(Excerpts of location labeling data)
[Start]

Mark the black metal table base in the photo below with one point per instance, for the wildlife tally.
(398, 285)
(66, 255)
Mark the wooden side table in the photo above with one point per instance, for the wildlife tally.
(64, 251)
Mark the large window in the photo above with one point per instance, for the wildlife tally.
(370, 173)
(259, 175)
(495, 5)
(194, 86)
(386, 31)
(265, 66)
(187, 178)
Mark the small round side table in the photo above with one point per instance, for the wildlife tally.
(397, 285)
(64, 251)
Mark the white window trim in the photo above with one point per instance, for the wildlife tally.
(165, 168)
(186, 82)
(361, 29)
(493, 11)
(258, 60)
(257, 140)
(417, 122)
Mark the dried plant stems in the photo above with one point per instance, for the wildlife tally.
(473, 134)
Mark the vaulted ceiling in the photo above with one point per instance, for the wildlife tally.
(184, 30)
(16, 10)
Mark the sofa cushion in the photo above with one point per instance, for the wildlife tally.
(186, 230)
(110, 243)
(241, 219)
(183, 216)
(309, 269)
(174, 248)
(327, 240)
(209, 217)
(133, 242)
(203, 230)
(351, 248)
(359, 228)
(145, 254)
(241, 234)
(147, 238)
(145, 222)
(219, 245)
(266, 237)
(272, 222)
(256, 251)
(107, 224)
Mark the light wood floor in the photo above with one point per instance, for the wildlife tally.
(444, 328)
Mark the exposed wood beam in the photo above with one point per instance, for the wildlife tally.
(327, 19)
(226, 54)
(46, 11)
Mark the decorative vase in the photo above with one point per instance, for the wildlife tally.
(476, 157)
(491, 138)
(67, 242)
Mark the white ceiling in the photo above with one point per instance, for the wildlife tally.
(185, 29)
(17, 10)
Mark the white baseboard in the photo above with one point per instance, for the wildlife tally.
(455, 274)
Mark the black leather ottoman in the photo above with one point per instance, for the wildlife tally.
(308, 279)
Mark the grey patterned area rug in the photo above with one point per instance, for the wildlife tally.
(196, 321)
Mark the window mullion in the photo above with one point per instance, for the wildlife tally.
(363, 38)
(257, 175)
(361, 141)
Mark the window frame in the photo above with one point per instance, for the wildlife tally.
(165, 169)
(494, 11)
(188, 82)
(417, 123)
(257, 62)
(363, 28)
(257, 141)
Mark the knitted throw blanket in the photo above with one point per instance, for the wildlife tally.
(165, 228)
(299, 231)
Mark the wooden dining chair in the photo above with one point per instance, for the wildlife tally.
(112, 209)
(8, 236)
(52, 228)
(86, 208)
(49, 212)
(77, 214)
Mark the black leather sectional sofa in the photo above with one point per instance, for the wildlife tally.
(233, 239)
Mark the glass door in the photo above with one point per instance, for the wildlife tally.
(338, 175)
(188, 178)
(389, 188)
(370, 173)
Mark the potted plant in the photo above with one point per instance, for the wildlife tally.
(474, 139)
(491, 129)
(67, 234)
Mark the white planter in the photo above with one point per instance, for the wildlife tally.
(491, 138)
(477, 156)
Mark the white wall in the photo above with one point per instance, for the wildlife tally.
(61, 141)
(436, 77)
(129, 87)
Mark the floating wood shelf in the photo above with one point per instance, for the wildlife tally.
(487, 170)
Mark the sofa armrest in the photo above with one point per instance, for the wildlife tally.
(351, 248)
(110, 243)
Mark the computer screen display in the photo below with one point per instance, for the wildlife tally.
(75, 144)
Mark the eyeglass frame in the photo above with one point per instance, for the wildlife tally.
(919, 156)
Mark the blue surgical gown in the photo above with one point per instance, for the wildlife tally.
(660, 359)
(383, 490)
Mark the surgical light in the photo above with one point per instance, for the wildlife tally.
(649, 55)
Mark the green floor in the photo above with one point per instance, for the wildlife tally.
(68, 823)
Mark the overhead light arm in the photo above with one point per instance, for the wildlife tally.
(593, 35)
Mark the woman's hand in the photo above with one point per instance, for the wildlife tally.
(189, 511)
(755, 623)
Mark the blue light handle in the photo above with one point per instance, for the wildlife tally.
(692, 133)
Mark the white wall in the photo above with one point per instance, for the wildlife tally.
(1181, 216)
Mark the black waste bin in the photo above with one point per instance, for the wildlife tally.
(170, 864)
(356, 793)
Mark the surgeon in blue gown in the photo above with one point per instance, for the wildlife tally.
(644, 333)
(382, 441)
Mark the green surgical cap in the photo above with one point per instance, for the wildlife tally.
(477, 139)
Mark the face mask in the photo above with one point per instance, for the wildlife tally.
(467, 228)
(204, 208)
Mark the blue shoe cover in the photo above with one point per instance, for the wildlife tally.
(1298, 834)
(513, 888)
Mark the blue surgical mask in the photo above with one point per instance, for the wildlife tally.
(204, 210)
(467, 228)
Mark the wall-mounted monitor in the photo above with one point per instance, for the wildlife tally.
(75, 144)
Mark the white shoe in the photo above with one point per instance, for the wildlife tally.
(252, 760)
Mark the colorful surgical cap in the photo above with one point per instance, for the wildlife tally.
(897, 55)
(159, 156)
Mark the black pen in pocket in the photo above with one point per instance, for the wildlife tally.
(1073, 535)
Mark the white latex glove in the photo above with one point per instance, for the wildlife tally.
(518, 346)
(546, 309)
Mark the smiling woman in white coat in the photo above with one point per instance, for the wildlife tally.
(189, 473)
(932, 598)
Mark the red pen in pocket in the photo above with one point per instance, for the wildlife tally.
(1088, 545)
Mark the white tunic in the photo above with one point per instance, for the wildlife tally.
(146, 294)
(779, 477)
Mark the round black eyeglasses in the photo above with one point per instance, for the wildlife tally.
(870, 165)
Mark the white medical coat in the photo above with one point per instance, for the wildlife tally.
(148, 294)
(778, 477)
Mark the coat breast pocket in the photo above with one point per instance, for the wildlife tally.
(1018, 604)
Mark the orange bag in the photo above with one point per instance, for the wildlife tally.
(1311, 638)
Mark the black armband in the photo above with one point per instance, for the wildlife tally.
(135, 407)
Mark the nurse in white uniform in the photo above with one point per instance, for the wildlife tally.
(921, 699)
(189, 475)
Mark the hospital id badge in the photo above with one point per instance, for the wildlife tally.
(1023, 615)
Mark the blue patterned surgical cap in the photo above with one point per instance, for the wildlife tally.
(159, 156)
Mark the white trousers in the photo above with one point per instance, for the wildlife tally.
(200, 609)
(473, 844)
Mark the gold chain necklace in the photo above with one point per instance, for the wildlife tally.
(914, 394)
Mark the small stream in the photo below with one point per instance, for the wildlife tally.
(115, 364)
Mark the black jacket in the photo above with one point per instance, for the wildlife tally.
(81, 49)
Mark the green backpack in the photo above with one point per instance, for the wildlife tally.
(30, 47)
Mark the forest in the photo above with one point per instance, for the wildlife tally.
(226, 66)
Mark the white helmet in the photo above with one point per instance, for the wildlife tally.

[End]

**WHAT IS NEEDED**
Your task is to extract all of the records exactly.

**WRITTEN SOLUTION**
Mark the black metal table base in the photo below with one point per instance, for the wildlife tally.
(398, 285)
(66, 255)
Mark the wooden side table in the photo above with one point per instance, for the wildlife tally.
(64, 251)
Mark the large window in the photo above with one point per instance, for the wildlife tally.
(370, 173)
(259, 175)
(495, 5)
(194, 86)
(386, 31)
(265, 66)
(187, 178)
Mark the small round side table in the photo above with one point per instance, for the wildlife tally.
(397, 285)
(64, 251)
Mark the white window trim in the photo above with one point per instance, for the wildlife tally.
(165, 168)
(186, 82)
(361, 29)
(493, 11)
(258, 60)
(257, 140)
(417, 122)
Mark the dried plant stems in the photo above with one point per instance, for the wildlife tally.
(473, 134)
Mark the vaulted ceiling in the photo above with one point per instance, for the wildlife tally.
(184, 30)
(16, 10)
Mark the sofa cushion in the photo above with one point per instance, for the wildlife tally.
(186, 230)
(110, 243)
(241, 219)
(183, 216)
(309, 269)
(174, 248)
(327, 240)
(209, 217)
(133, 242)
(203, 230)
(351, 248)
(359, 228)
(145, 254)
(241, 234)
(147, 238)
(145, 222)
(219, 245)
(266, 237)
(272, 222)
(256, 251)
(107, 224)
Mark the light wood floor in the photo above with one point per instance, for the wildlife tally.
(444, 328)
Mark the exposed wood beam in the photo above with one point per instance, for the wildlife tally.
(327, 19)
(226, 54)
(46, 11)
Mark the decorative vase in the photo above with one point per instance, for the wildlife tally.
(476, 157)
(491, 138)
(67, 242)
Mark the white ceiling in the photo above with one point per instance, for the wildlife tally.
(185, 29)
(17, 10)
Mark the white baseboard in the photo above with one point per instance, for the wildlife tally.
(455, 274)
Mark the black leather ottoman in the photo above with one point per instance, for the wildlife tally.
(308, 279)
Mark the grey patterned area rug in the photo above with one point per instance, for the wildlife tally.
(196, 321)
Mark the window mullion in the photo above with one point per instance, for the wildlife tally.
(363, 38)
(257, 175)
(361, 141)
Mark the window frame in the photo above with one point per instance, for the wildlife tally.
(165, 169)
(494, 11)
(188, 82)
(417, 123)
(257, 62)
(363, 28)
(257, 141)
Mark the knitted throw blanket in the photo above with one point per instance, for the wildlife tally.
(165, 228)
(299, 231)
Mark the wooden dining chair in the photo above with one point per instance, for the wildlife tally.
(112, 209)
(8, 236)
(52, 228)
(86, 208)
(49, 212)
(77, 214)
Mark the black leather sectional sofa in the photo above with one point per instance, for the wildlife tally.
(233, 239)
Mark the glass door in the photo above with one point per instance, for the wildlife tally.
(338, 175)
(188, 178)
(389, 188)
(370, 173)
Mark the potted plant in the photo above with one point per instance, for the wildlife tally.
(474, 139)
(491, 129)
(67, 234)
Mark the white planter in the photo above with one point per instance, for the wildlife tally.
(491, 138)
(477, 156)
Mark the white wall in the photo above with one point per instance, for the wildlife tally.
(61, 141)
(436, 77)
(129, 87)
Mark the floating wood shelf in the photo above with one point per instance, for the wildlife tally.
(487, 170)
Mark the sofa armrest in the photo above with one point per instance, for the wildlife tally.
(351, 248)
(110, 243)
Mark the computer screen display in the photo below with one point per instance, for the wildlife tally.
(75, 144)
Mark the eyeglass frame in the photo above with one point per instance, for the wildlife tally.
(919, 156)
Mark the blue surgical gown in the photo above with one point per instance, for the wildlife tally.
(660, 359)
(383, 490)
Mark the surgical light in the photo above with one point per instance, for the wildlife tally.
(649, 55)
Mark the green floor in the photo above with one point per instance, for the wildlife tally.
(68, 823)
Mark the overhead light arm in the photo above with one point per instance, for the wildlife tally.
(593, 35)
Mark the woman's hand in the photo above with one point per instance, for the wildlife tally.
(189, 511)
(755, 623)
Mark the blue light handle in the photo above with one point per instance, for the wildlife tally.
(692, 133)
Mark the white wall in the photo above with one point per instance, for the wildlife tally.
(1181, 216)
Mark the black waste bin in the photo above with one point per instance, for the wildlife tally.
(170, 864)
(356, 793)
Mark the surgeon in blue gown in the photo above with one point per instance, for the wildlife tally.
(644, 333)
(382, 441)
Mark the green surgical cap in the photo above with one point per instance, for the wildlife tally.
(477, 139)
Mark the face mask in the photo above with one point per instance, for the wildlife tally.
(467, 228)
(204, 208)
Mark the blue shoe cover in the photo above with one point per instance, for the wildlife tally.
(1298, 834)
(513, 888)
Mark the blue surgical mask in the photo above with one point per instance, for the wildlife tally.
(204, 210)
(467, 228)
Mark the wall-mounted monitor in the photo above with one point per instance, for the wildlife tally.
(75, 144)
Mark the white shoe in the photo above with one point per instance, for the wildlife tally.
(252, 760)
Mark the colorful surgical cap in the photo above with one point per instance, for the wildlife tally.
(897, 55)
(159, 156)
Mark the black pen in pocket in the photo above with one point per instance, for the wildlife tally.
(1073, 535)
Mark the white latex glove in the photo above with one point per instance, for the wildlife tally.
(518, 346)
(546, 309)
Mark the smiling woman in white coat in the photo above with one point per instance, for the wildlife tally.
(189, 473)
(932, 598)
Mark the red pen in pocket in the photo above with one point per instance, for the wildlife tally.
(1088, 545)
Mark the white tunic in the photo above with one point per instance, for the wildlife tally.
(146, 294)
(779, 477)
Mark the round black eyeglasses in the photo above with one point per instance, for the wildlife tally.
(870, 165)
Mark the white medical coat in the photo above with one point per instance, for the wildlife tally.
(148, 294)
(778, 477)
Mark the coat breast pocket in the photo above with one point per instance, for the wildlife tally.
(1018, 604)
Mark the orange bag in the photo above with one point per instance, for the wildlife tally.
(1311, 638)
Mark the black armband in the photo above with one point per instance, for the wildlife tally.
(135, 407)
Mark the nurse in white uniform in the photo above with one point per instance, for the wildlife tally.
(921, 699)
(189, 475)
Mark the hospital id badge in the photo above with one point per instance, for the wildlife tally.
(1023, 615)
Mark the blue patterned surgical cap in the photo above with one point per instance, for the wildlife tally.
(159, 156)
Mark the white trousers in the photo above with one point per instance, for the wildlife tally.
(200, 609)
(473, 844)
Mark the gold chain necklace in the photo above with one point per instance, for the wildlife tally.
(914, 394)
Mark the small stream in the photo below with one point per instance, for the wildlife tally.
(115, 364)
Mark the black jacket in the photo above with one point per instance, for the wildlife tally.
(81, 49)
Mark the green backpack in the photo above with one point per instance, for the wildlife tally.
(30, 47)
Mark the forest in the photo above with one point per instance, for the wildlife tally.
(226, 66)
Mark the white helmet in the photo above with one point per instance, for the wildlife tally.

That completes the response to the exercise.